Stored dataset items:
»»

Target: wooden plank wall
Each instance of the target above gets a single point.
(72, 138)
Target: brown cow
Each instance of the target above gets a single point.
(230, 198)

««

WHAT YOU WILL DO
In full and unchanged, repeat the data above.

REPLY TO THE EXERCISE
Target: wooden plank wall
Each instance of the target above gets a single point.
(72, 138)
Target: brown cow
Each instance of the target above gets a single point.
(230, 198)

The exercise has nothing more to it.